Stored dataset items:
#####
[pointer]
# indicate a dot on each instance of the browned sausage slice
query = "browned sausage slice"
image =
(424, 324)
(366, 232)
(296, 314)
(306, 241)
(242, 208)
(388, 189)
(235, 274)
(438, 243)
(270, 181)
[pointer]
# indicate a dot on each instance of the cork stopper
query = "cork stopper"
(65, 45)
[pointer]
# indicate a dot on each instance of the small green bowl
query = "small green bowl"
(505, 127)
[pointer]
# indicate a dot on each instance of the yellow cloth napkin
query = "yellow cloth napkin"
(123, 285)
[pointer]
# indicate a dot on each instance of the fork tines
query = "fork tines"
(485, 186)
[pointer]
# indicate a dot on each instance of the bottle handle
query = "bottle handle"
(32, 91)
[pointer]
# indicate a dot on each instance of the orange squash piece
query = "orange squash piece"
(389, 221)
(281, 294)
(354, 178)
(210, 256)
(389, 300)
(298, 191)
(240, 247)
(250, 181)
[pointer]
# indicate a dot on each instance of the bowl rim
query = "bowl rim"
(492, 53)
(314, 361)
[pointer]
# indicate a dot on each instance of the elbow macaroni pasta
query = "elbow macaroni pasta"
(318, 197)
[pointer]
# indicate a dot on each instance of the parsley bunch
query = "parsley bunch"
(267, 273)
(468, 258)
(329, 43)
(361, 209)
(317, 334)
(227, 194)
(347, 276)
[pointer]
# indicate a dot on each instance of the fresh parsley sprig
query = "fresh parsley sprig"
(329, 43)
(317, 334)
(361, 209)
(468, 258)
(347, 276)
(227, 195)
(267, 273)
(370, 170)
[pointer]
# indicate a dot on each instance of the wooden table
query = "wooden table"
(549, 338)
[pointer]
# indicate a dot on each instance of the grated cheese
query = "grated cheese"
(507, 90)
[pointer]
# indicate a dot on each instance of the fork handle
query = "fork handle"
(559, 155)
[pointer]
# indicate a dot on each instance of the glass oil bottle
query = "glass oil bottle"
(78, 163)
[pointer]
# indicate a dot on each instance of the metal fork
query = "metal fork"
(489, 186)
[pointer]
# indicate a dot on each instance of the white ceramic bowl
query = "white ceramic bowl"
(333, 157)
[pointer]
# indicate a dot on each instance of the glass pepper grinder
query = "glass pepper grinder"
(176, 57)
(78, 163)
#####
* ABOUT THIS EXERCISE:
An exact retyping of every line in the records is needed.

* RESPONSE FOR THIS EXERCISE:
[pointer]
# indicate a dot on each instance of the browned sausage slice
query = "browned sausage slice"
image =
(424, 324)
(366, 232)
(296, 314)
(306, 241)
(242, 208)
(388, 189)
(235, 274)
(438, 243)
(270, 181)
[pointer]
# indicate a dot on each instance of the cork stopper
query = "cork stopper"
(65, 45)
[pointer]
# indicate a dot on each instance of the small green bowl
query = "small green bowl"
(505, 127)
[pointer]
# indicate a dot on each instance of the yellow cloth napkin
query = "yellow cloth napkin"
(123, 285)
[pointer]
# indicate a dot on each instance of the fork tines
query = "fork tines"
(485, 186)
[pointer]
# indicate a dot on each instance of the bottle handle
query = "bottle handle"
(32, 91)
[pointer]
# indicate a dot on each instance of the orange squash piece
query = "orange squash piece"
(389, 221)
(281, 294)
(354, 178)
(210, 256)
(389, 300)
(298, 191)
(240, 247)
(250, 181)
[pointer]
# indicate a dot on each instance of the bowl rim
query = "bowl rim"
(492, 53)
(314, 361)
[pointer]
# indicate a dot on each instance of the elbow macaroni pasta
query = "elbow macaroni pasta"
(318, 197)
[pointer]
# indicate a dot on each instance of the parsley bunch
query = "parsley bunch"
(267, 273)
(468, 258)
(329, 43)
(361, 209)
(317, 334)
(227, 194)
(347, 276)
[pointer]
# indicate a dot on each instance of the fresh parsley sprig
query = "fresh parsley sprig"
(329, 43)
(317, 334)
(361, 209)
(468, 258)
(347, 276)
(227, 195)
(267, 273)
(370, 170)
[pointer]
# indicate a dot on each instance of the wooden table
query = "wooden table"
(549, 338)
[pointer]
# indicate a dot on each instance of the grated cheese
query = "grated cheese"
(507, 90)
[pointer]
# indicate a dot on each instance of the fork handle
query = "fork handle"
(559, 155)
[pointer]
# indicate a dot on each instance of the glass oil bottle
query = "glass oil bottle"
(78, 163)
[pointer]
# indicate a dot on each instance of the metal fork
query = "metal fork"
(489, 186)
[pointer]
# indicate a dot on each instance of the white ceramic bowl
query = "white ceramic bowl"
(333, 157)
[pointer]
# indicate a dot on each instance of the glass pepper grinder
query = "glass pepper grinder"
(176, 57)
(78, 163)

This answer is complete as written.